• СПИСОК ЗАДАНИЙ
**a)** Ответьте по отрывку о русской комедии:
(i) Где, по предуведомлению автора, была найдена рукопись Всеобщей придворной грамматики?
(ii) Какой глагол, согласно этой грамматике, спрягается чаще всех?
(iii) Как называется комическая опера Аблесимова?
**b)** Повторите из отрывка о русской комедии без изменений всё от слов «В развязке Недоросля» вниз до слов «конце своих комедий.».

╭─ ЦИТИРУЕМЫЙ ТЕКСТ

В развязке Недоросля важную роль играет правительство; оно, как deus ex machina, является под конец, чтобы развязать все узлы, положить преграду произволу крепостного права и восстановить общественное правосудие, оскорбленное зрелищем безнравственных поступков Простаковой. Почти все наши комики сознавали эту законную силу правительства и выдвигали ее в конце своих комедий.

Черты комического остроумия рассеяны и во всех других сочинениях Фонвизина. Мы заключаем их разбор отрывками из его Всеобщей придворной грамматики, которая блещет смелым остроумием и приносит честь, как ее автору, так и императрице, позволявшей при своем Дворе говорить так искренно против этого же Двора. Автор предуведомляет, что рукопись этой Грамматики была найдена в Азии, где, как сказывают, был первый царь и первый двор. Древность сочинения глубочайшая; на первом листе изображены слова: «вскоре после всеобщего потопа». Прочтем отрывки из него.

Вопр. Что есть Придворная Грамматика?
Отв. Придворная Грамматика есть наука хитро льстять языком и пером.
Вопр. Что значит хитро льстить?
Отв. Значит говорить и писать такую ложь, которая была-бы знатным приятна, а льстецу полезна.
Вопр. Что есть придворная ложь?
Отв. Есть выражение души подлой пред душою надменною. Она состоит из бесстыдных похвал большому барину за те заслуги, которых он не делал, и за те достоинства, которых не имеет.
Вопр. Что есть число?
Отв. Число у двора значит счет, за сколько подлостей сколько милостей достать можно...
Вопр. Что есть придворный падеж?
Отв. Придворный падеж есть наклонение сильных к наглости, а бессильных к подлости. Впрочем, большая часть бояр думают, что все находятся пред ними в винительном падеже; снискивают же их расположение и покровительство обыкновенно падежом дательным.

О глаголах.
Вопр. Какой глагол спрягается чаще всех, и в каком времени?
Отв. Как у двора, так и в столице никто без долгу не живет; для того чаще всех спрягается глагол быть должным. (Для примера прилагается здесь спряжение настоящего времени чаще всех употребительнейшего).

Настоящее.

Я должен. Мы должны.

Ты должен. Вы должны.

Он должен. Они должны.

Вопр. Спрягается ли сей глагол в прошедшем времени?
Отв. Весьма редко: ибо никто долгов своих не платит.
Вопр. А в будущем?
Отв. В будущем спряжение сего глагола употребительно: ибо само собою разумеется, что всякий непременно в долгу будет, если еще не есть.

Фонвизин, подобно Сумарокову. деятельно способствовал обновлению русского театра. Но комедии более посчастливилось у нас, чем трагедии. В этом отношение наша литература сходствует с литературою древнего Рима. Современником и учеником Сумарокова был А.О Аблесимов (ум. 1784), который часто переписывал стихотворения своего учителя. Комическая опера его Мельник имела успех народный, и долго оставалась на сцене, возбуждая сочувствие в публике всех сословий. Причиной успеха было то, что содержание оперы схвачено из народной жизни. Мельник-колдун есть у нас тип, который впоследствии воспроизведен был Пушкиным в его «Русалке» и еще недавно графом A.К. Толстым в его романе «Князь Серебряный», но честь изобретения этого типа остается за Аблесимовым. Кроме того, в этой опере есть еще другое явление народной жизни, остроумно очерченное в виде русской загадки:

Сам помещик, сам крестьянин,
Сам холоп и сам боярин,
Сам и пашет, сам орёт
И с крестьян оброк берет.

╰─
╭─ ИЗВЛЕЧЁННЫЕ ЗАПИСИ

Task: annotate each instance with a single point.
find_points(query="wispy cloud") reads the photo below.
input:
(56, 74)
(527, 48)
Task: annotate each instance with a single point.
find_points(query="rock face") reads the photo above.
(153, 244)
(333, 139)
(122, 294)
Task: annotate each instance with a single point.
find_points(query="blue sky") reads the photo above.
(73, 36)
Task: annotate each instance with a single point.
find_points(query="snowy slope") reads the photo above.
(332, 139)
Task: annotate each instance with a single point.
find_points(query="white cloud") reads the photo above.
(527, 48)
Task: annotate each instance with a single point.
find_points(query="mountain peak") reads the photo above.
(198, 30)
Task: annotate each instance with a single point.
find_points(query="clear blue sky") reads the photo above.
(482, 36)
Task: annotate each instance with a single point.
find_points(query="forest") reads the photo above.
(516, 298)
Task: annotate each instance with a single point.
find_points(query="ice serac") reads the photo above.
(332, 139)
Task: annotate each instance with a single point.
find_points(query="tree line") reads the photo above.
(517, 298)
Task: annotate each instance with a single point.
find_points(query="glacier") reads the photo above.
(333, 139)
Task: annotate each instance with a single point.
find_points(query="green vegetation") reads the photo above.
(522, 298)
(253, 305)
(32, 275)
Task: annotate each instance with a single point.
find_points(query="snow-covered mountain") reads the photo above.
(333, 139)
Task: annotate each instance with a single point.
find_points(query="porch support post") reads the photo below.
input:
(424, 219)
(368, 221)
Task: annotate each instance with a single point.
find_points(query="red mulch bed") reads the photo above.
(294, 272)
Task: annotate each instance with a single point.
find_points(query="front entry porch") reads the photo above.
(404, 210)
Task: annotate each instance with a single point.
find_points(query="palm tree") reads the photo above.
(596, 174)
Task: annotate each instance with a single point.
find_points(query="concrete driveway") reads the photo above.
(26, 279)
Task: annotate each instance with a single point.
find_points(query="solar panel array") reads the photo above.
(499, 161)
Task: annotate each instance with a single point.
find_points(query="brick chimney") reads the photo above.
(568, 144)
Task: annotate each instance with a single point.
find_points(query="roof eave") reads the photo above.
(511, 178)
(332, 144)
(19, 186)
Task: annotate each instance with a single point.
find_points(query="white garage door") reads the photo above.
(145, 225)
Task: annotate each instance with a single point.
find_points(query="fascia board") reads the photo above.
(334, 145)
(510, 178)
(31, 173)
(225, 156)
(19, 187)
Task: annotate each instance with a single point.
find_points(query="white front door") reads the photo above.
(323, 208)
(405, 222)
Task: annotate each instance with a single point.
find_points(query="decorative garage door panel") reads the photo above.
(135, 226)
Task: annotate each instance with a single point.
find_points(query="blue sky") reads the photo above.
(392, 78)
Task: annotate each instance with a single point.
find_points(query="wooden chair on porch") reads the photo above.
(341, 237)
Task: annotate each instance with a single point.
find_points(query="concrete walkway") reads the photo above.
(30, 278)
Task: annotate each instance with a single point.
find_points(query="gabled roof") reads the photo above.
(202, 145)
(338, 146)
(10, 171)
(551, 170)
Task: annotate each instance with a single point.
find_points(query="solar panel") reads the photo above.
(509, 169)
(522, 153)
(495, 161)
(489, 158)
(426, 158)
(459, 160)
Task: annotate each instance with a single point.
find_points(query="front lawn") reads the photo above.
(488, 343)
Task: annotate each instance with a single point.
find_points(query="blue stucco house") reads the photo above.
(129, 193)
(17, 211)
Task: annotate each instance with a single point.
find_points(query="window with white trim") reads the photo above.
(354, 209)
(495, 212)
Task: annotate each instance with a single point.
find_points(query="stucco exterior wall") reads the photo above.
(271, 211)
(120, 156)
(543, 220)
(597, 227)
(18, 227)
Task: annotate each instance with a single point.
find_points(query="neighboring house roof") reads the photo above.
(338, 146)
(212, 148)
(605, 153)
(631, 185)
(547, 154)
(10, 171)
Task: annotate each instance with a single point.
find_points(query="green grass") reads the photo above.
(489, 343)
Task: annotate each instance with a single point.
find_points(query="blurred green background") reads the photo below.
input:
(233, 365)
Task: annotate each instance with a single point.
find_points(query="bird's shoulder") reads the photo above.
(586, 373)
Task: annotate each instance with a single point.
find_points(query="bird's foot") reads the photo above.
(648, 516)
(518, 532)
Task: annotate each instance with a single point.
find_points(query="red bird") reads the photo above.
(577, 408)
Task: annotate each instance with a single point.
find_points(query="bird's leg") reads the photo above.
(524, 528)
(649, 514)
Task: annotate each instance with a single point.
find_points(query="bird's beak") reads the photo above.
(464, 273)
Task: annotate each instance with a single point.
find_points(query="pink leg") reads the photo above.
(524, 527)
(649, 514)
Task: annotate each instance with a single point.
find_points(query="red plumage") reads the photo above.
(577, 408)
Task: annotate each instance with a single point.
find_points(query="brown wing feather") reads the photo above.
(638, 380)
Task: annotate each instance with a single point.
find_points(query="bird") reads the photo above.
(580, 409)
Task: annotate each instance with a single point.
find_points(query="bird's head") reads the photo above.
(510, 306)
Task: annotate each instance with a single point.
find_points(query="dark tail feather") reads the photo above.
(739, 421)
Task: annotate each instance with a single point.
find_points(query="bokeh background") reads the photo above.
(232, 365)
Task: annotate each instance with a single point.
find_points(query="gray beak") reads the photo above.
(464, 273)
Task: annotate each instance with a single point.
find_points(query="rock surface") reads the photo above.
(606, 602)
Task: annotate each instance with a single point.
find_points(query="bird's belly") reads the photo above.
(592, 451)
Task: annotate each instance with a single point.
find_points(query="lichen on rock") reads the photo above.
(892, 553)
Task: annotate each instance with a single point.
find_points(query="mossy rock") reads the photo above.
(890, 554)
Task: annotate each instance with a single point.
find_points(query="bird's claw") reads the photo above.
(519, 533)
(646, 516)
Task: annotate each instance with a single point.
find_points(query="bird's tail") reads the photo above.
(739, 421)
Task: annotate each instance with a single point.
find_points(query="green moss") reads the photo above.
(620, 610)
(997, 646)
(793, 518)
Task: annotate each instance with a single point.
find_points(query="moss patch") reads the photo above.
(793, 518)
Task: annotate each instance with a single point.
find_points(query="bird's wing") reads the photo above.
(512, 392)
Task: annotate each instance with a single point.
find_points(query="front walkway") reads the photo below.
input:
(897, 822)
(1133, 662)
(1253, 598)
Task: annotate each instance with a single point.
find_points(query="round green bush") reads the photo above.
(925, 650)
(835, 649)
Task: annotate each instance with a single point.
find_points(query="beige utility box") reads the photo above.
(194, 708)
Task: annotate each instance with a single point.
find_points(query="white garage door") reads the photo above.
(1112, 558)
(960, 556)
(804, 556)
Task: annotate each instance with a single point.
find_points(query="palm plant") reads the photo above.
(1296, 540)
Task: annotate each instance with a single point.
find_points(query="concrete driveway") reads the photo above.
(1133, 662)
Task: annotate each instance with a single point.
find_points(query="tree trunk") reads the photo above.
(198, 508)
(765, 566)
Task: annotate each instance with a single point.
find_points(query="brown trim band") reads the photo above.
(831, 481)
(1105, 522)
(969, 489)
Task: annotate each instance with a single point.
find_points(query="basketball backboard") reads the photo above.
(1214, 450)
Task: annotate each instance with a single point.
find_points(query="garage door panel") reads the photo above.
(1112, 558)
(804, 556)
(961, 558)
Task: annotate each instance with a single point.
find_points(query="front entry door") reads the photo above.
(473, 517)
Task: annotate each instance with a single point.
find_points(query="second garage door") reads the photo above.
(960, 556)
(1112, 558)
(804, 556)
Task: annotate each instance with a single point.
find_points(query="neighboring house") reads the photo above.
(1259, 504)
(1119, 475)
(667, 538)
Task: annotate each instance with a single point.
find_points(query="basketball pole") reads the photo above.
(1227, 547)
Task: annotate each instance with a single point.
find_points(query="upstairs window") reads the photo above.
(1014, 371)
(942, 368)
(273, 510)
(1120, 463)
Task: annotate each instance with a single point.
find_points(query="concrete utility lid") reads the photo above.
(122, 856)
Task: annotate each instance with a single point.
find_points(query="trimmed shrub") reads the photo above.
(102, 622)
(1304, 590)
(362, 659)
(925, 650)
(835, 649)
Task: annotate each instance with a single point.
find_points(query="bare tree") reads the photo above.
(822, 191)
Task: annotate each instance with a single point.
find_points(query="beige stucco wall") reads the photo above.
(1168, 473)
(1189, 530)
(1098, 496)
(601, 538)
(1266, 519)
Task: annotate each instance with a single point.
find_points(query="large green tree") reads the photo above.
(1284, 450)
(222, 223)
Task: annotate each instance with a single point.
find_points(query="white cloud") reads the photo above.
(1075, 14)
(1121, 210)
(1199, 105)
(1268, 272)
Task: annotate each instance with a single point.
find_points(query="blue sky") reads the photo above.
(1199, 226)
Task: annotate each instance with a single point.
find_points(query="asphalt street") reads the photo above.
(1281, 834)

╰─

• ОТВЕТЫ ПО ЗАДАНИЯМ
**a)**
(i) В Азии.
(ii) Глагол «быть должным».
(iii) «Мельник».

**b)**
В развязке Недоросля важную роль играет правительство; оно, как deus ex machina, является под конец, чтобы развязать все узлы, положить преграду произволу крепостного права и восстановить общественное правосудие, оскорбленное зрелищем безнравственных поступков Простаковой. Почти все наши комики сознавали эту законную силу правительства и выдвигали ее в конце своих комедий.